Your instructions:
Produce an exact copy of all the data below, dropping every image.

[Entries taken from a collection]
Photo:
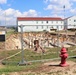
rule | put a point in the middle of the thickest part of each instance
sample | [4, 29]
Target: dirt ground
[50, 68]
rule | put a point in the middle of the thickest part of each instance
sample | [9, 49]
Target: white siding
[40, 25]
[71, 22]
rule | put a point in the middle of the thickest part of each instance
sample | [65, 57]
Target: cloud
[10, 15]
[56, 6]
[3, 1]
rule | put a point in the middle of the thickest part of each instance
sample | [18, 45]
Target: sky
[11, 9]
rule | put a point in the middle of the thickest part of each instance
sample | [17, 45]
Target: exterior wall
[71, 22]
[40, 25]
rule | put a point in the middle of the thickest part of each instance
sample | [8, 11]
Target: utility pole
[22, 62]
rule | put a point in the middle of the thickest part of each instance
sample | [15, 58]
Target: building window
[37, 22]
[51, 21]
[42, 21]
[69, 19]
[74, 20]
[42, 27]
[36, 27]
[61, 21]
[46, 21]
[47, 27]
[56, 21]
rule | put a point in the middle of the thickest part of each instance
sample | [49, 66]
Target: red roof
[38, 18]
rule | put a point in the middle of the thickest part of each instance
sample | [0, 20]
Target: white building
[40, 23]
[70, 22]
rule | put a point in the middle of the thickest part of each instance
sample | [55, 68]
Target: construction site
[41, 50]
[46, 39]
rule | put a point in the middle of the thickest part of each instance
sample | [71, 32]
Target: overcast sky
[11, 9]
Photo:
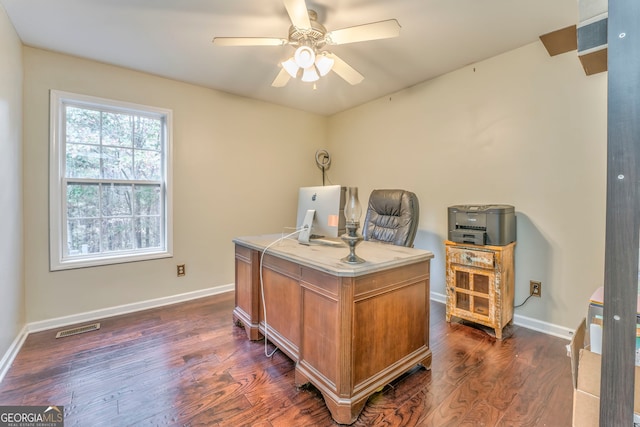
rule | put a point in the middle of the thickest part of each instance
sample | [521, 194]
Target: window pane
[148, 165]
[83, 236]
[82, 125]
[117, 163]
[148, 233]
[108, 188]
[83, 200]
[148, 200]
[83, 161]
[117, 234]
[148, 133]
[117, 129]
[116, 200]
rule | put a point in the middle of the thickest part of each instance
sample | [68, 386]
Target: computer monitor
[323, 208]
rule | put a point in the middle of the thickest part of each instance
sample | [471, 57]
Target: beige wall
[236, 172]
[521, 128]
[11, 253]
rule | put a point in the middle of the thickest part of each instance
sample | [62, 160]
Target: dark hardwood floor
[189, 365]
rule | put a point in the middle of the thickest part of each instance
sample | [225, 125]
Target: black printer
[482, 224]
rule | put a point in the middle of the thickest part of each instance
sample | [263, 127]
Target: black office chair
[392, 217]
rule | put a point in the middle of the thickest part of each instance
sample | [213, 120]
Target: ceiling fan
[310, 61]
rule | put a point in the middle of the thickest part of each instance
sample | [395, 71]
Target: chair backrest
[392, 217]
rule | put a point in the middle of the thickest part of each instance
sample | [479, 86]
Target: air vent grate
[78, 330]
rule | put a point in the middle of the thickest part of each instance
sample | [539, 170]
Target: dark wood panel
[392, 326]
[188, 365]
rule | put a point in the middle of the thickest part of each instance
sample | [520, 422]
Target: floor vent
[78, 330]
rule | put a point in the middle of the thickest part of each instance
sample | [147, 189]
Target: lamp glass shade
[324, 64]
[304, 56]
[352, 208]
[310, 74]
[291, 67]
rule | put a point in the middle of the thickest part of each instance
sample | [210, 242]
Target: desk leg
[240, 318]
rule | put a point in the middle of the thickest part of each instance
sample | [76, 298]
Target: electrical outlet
[535, 288]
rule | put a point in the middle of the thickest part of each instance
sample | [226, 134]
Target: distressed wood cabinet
[480, 284]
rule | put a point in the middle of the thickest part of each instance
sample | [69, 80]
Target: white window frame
[57, 184]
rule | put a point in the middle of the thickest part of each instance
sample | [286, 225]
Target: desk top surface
[377, 256]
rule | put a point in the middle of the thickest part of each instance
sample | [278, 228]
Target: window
[110, 182]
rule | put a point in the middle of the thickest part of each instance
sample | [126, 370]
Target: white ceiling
[172, 38]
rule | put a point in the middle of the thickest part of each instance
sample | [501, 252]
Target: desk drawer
[471, 257]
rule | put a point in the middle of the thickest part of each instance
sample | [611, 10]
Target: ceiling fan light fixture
[291, 67]
[310, 74]
[305, 56]
[324, 64]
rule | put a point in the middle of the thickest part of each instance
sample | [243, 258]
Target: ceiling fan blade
[281, 79]
[346, 71]
[298, 13]
[359, 33]
[249, 41]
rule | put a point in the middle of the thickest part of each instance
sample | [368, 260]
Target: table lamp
[352, 213]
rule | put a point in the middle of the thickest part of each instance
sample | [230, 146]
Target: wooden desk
[351, 329]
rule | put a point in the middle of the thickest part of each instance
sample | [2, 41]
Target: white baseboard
[12, 352]
[90, 316]
[525, 322]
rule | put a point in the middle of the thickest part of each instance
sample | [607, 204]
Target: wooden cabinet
[480, 284]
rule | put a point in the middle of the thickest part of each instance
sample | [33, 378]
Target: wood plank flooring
[188, 365]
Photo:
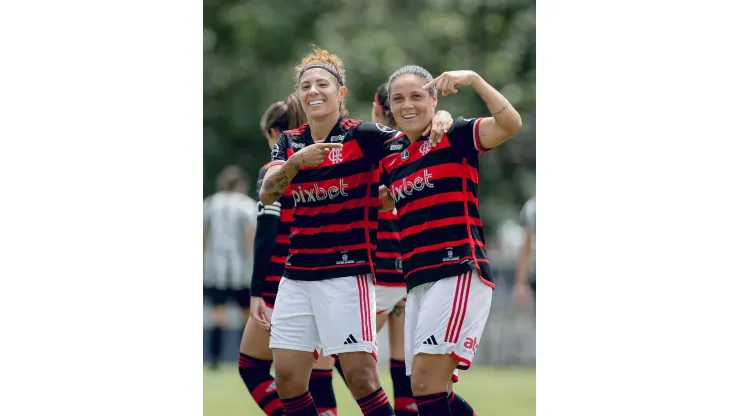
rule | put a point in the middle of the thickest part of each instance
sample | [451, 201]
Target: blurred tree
[251, 47]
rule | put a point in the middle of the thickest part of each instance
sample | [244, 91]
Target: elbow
[264, 198]
[516, 123]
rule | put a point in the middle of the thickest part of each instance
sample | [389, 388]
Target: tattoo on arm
[275, 184]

Complete answer:
Photo:
rule | put a point in the middle of the thickest part of each instance
sample | [4, 29]
Target: dirt ground
[50, 68]
rule | put a point in the middle of the thickest part of each instance
sample | [9, 49]
Target: white siding
[40, 25]
[71, 22]
rule | put a point in the middle of the thickest part of each instance
sample | [65, 57]
Target: cloud
[10, 15]
[56, 6]
[3, 1]
rule | put a point in the middle of the thickest part of each instance
sample | [18, 45]
Target: sky
[11, 9]
rule | put a point in the middle of the thickest part of each instance
sample | [17, 45]
Target: exterior wall
[71, 22]
[40, 25]
rule | put a point in the middle of the thickest part of each instance
sample | [8, 11]
Target: utility pole
[22, 62]
rule | put a point in the middle of the thickest part of each instance
sample | [15, 58]
Target: building window
[37, 22]
[51, 21]
[42, 21]
[69, 19]
[74, 20]
[42, 27]
[36, 27]
[61, 21]
[46, 21]
[47, 27]
[56, 21]
rule | put a point in the middle of the thickest part of each instance
sample | [49, 66]
Target: red roof
[38, 18]
rule | put a point in the middle of the thickest part of each instance
sample | [0, 20]
Target: white building
[40, 23]
[70, 22]
rule | put a point in the middle of the thickest part of each instance
sample | [55, 68]
Target: construction site
[41, 50]
[46, 39]
rule | put a point in the middle of the thickest part of each instance
sample | [71, 32]
Target: overcast sky
[11, 9]
Photo:
rule | put a point in the middle of the thickest part of each instance
sample | [521, 194]
Target: window pane
[148, 165]
[83, 236]
[82, 125]
[117, 163]
[148, 233]
[108, 188]
[83, 200]
[148, 200]
[83, 161]
[117, 234]
[148, 133]
[117, 129]
[116, 200]
rule | put a point in the middle of the thickest part of each instance
sample | [68, 386]
Target: computer monitor
[323, 208]
rule | put a point in the middle of the thickest part of each instance
sample | [471, 57]
Target: beige wall
[236, 172]
[521, 128]
[11, 253]
rule | put a point in the middle of the thickest part of each instance
sample | [62, 160]
Target: dark hardwood floor
[189, 365]
rule | put a point in the middle of the thickest part of each instance
sample | [225, 125]
Target: black printer
[482, 224]
rule | put a point in the middle of the thickest part of each instance
sample | [263, 127]
Target: black office chair
[392, 217]
rule | put a point in the middle of the thickest part of each instance
sample | [213, 120]
Target: ceiling fan
[310, 61]
rule | put a point in the middle of the thickest part of each instance
sample | [395, 71]
Target: chair backrest
[392, 217]
rule | put a point in the middle of the thickest part of each instance
sample | [479, 86]
Target: air vent grate
[78, 330]
rule | put a point in the middle of the thickest part of each instance
sample | [539, 170]
Target: dark wood panel
[392, 326]
[188, 365]
rule | put a point in the middle of the thickest part of each instance
sample | [520, 422]
Target: floor vent
[78, 330]
rule | put a point in the middle of the thickest part of each instance
sample | [147, 189]
Target: lamp glass shade
[324, 64]
[304, 56]
[352, 208]
[310, 74]
[291, 67]
rule | put a point in the middle of the thickest part of each instance
sample | [210, 242]
Target: desk leg
[240, 318]
rule | put a point in the middle of the thickest part of each instance
sample | [76, 298]
Target: electrical outlet
[535, 288]
rule | put a point in the middle of the thickest part of each instance
sample | [226, 134]
Target: distressed wood cabinet
[480, 284]
rule | put a point in the middle of the thickest part of each instance
sample | [69, 80]
Target: white window frame
[57, 184]
rule | put a point in the middle of the thickest part of each instance
sample | [286, 225]
Target: desk top surface
[377, 256]
rule | put a point in the middle of the thickest part of each instance
sample | [278, 228]
Target: window
[110, 182]
rule | put a point in the middle of the thickest part of each instance
sample | [126, 370]
Target: white ceiling
[172, 38]
rule | put a point in the middle of the thickest part of each instance
sample | [501, 252]
Target: desk drawer
[471, 257]
rule | put a point in the middle of the thickest part of each instance
sample | [611, 10]
Target: ceiling fan light fixture
[291, 67]
[310, 74]
[305, 56]
[324, 64]
rule | put a point in the middle of the thickest part of each instance
sample | [243, 258]
Target: ceiling fan blade
[281, 79]
[346, 71]
[298, 13]
[359, 33]
[249, 41]
rule | put a point in the middle of the thickest part of each instance
sample | [368, 260]
Target: table lamp
[352, 213]
rule | put a point in the middle of the thickest part of each instance
sample | [230, 146]
Target: wooden desk
[351, 329]
rule | put a point in the middle of the thickest part of each instance
sample | [2, 41]
Target: white baseboard
[12, 352]
[90, 316]
[525, 322]
rule | put a point in the middle of the thickest part of each instance
sample | [607, 204]
Target: wooden cabinet
[480, 284]
rule | put a point in the middle of the thickest part of each instance
sample | [33, 378]
Target: wood plank flooring
[188, 365]
Photo:
rule | put a point in the middle of the thickest part of each instance
sample | [451, 201]
Target: blurred tree
[251, 47]
rule | put a point in the middle of the thickest part of each instance
sample | [244, 91]
Target: elbow
[264, 198]
[516, 123]
rule | put a point in the middle of the thickest part of each instance
sample | [389, 388]
Target: tattoo on arm
[275, 184]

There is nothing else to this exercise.